WHAT YOU HAVE TO DO → Before returning the data, strip out the pictures and keep everything else exactly the same.

# # # #

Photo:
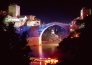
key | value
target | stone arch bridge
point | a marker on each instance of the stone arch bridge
(35, 32)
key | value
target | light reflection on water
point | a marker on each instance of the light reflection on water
(44, 50)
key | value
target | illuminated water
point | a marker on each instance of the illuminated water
(44, 50)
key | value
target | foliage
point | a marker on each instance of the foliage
(14, 49)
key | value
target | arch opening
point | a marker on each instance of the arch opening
(52, 34)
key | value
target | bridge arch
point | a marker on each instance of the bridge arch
(65, 26)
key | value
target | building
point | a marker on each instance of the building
(14, 10)
(14, 16)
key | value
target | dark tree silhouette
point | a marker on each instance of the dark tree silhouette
(14, 49)
(77, 50)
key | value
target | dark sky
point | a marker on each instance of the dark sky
(50, 10)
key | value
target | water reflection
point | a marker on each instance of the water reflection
(44, 50)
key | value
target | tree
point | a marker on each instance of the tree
(14, 49)
(77, 50)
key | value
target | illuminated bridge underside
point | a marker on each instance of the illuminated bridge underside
(36, 32)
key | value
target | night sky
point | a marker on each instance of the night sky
(49, 10)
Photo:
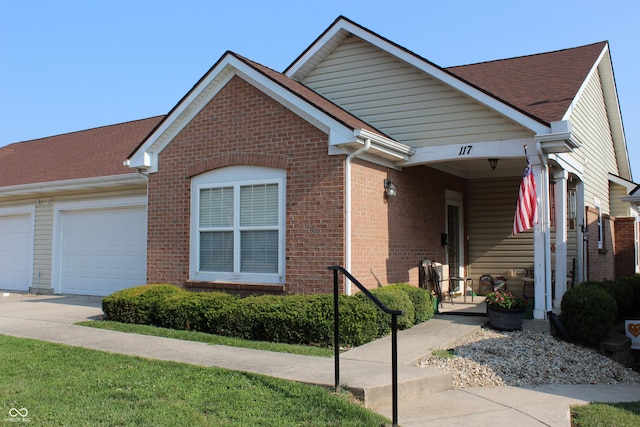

# # # #

SOLUTION FOR THIS EXERCISE →
Photo:
key | value
target | stone arch bridge
point | a marker on each instance of the stone arch bridge
(35, 32)
key | value
target | light reflection on water
point | a marker on each instance of the light reflection on water
(44, 50)
key | value
target | illuminated water
point | a marker on each instance of the illuminated water
(44, 50)
key | value
target | foliage
point | a marker on each instance of the foliage
(14, 49)
key | value
target | arch opening
point | a marker on each instance of the arch opening
(52, 34)
key | value
target | bridge arch
point | a marker on each instance of the bridge arch
(65, 26)
key | value
target | building
point | a marker on each instance of the building
(14, 10)
(14, 16)
key | value
target | dark tree silhouette
point | a marker on each instance of the dark tree silhouette
(14, 49)
(77, 50)
key | value
target | dark sky
point | a marker on each instance of the dark sky
(50, 10)
key | value
target | water reflection
point | a marker on each instance of the water reflection
(44, 50)
key | value
target | tree
point | a marker on each instance of the tree
(14, 49)
(77, 50)
key | value
target | illuminated bridge underside
point | a marker on each instance of the illuminated bridge underside
(36, 32)
key | value
target | night sky
point | a marker on each instance of the night sky
(49, 10)
Photo:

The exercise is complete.